## BRIEF
The whole of the data is to be returned without a single change.

═════ RECORDS TO USE ═════

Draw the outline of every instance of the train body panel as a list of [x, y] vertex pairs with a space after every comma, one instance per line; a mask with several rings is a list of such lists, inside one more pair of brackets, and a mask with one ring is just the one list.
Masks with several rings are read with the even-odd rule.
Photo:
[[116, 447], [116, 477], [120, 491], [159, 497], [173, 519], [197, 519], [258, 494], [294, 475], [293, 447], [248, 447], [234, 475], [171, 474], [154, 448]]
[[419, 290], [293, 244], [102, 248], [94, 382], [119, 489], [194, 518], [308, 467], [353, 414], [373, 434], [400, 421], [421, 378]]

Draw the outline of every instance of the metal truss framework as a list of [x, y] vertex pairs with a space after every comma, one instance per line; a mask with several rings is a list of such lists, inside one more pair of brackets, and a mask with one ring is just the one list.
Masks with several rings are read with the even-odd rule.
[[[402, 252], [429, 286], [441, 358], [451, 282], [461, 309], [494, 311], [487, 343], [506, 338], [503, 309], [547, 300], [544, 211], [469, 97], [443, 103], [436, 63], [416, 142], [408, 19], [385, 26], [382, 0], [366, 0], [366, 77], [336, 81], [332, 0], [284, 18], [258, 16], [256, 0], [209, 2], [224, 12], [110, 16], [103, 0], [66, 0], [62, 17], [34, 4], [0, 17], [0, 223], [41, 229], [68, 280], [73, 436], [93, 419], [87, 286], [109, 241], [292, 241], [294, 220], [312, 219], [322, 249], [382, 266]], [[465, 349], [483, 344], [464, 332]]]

═════

## OUTPUT OF THE TASK
Draw the outline of every instance of the train body panel as a list of [x, y] vertex pairs with a space after every comma, one instance per line; a mask with several rings is a list of such lists, inside one more pair of brackets, and a mask with one ring is just the one list.
Masks with several rings are read with the even-odd rule.
Photo:
[[116, 447], [116, 477], [120, 491], [159, 497], [173, 519], [197, 519], [258, 494], [294, 475], [293, 447], [248, 447], [234, 475], [171, 474], [154, 448]]
[[419, 290], [293, 244], [102, 248], [94, 382], [119, 489], [194, 518], [308, 467], [353, 414], [373, 434], [400, 421], [421, 378]]

Draw the outline of every instance of the metal truss framework as a list of [x, y] vertex pairs with a space after every comma, one instance per line; a mask with several rings is a list of such lists, inside one more pair of brackets, and a mask with one ring is just the one list.
Masks with several rings are read with the even-odd rule.
[[[402, 252], [429, 286], [441, 358], [451, 282], [461, 309], [494, 311], [487, 343], [506, 338], [503, 309], [547, 300], [544, 211], [469, 97], [443, 103], [436, 63], [416, 142], [408, 19], [385, 26], [382, 0], [366, 0], [366, 77], [336, 81], [332, 0], [284, 18], [258, 16], [256, 0], [209, 2], [224, 12], [110, 16], [103, 0], [66, 0], [62, 17], [34, 4], [0, 17], [0, 223], [41, 229], [68, 280], [73, 436], [93, 419], [87, 286], [109, 241], [292, 241], [294, 220], [312, 219], [322, 249], [382, 266]], [[465, 349], [483, 344], [464, 332]]]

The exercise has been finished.